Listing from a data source
+++
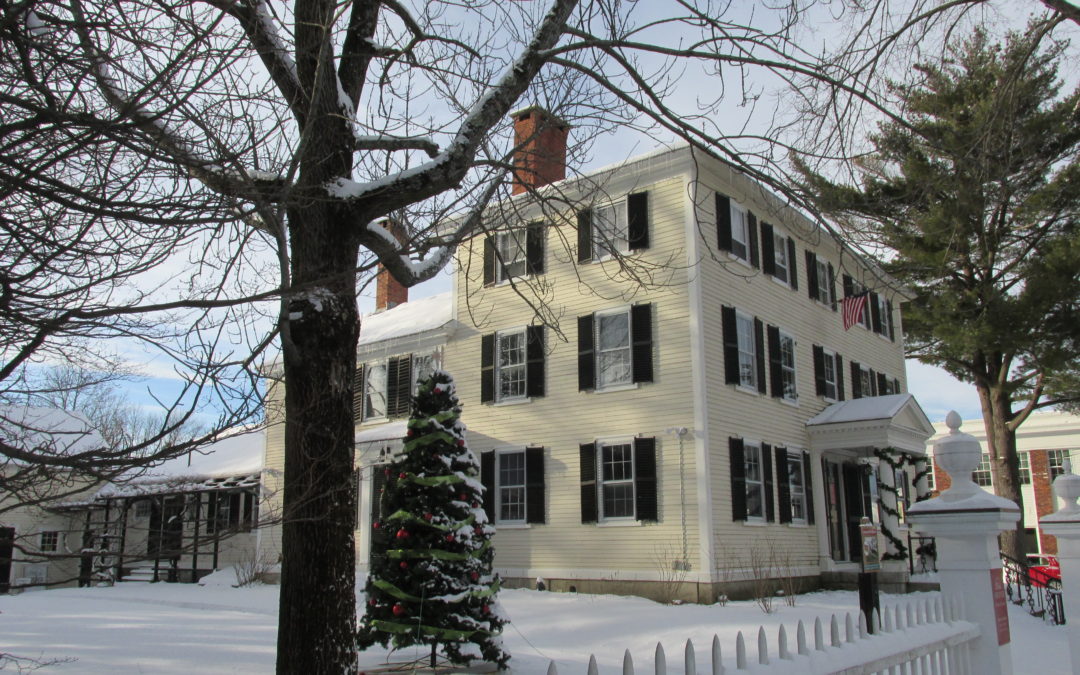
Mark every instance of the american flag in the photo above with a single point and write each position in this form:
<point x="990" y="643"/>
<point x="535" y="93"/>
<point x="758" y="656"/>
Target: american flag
<point x="852" y="309"/>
+++
* **STATED GOAL**
Rewrite every line of the listing, requests included, but shift each coordinate in the answer points by adding 101 to both x and y. The coordinates in the requests and their format samples stay as they are, and the pictures are omitted.

* **FINAL RESULT**
Mark every instance of the american flag in the photo above with a single point and write each position in this form:
<point x="990" y="643"/>
<point x="535" y="93"/>
<point x="758" y="656"/>
Target: american flag
<point x="953" y="410"/>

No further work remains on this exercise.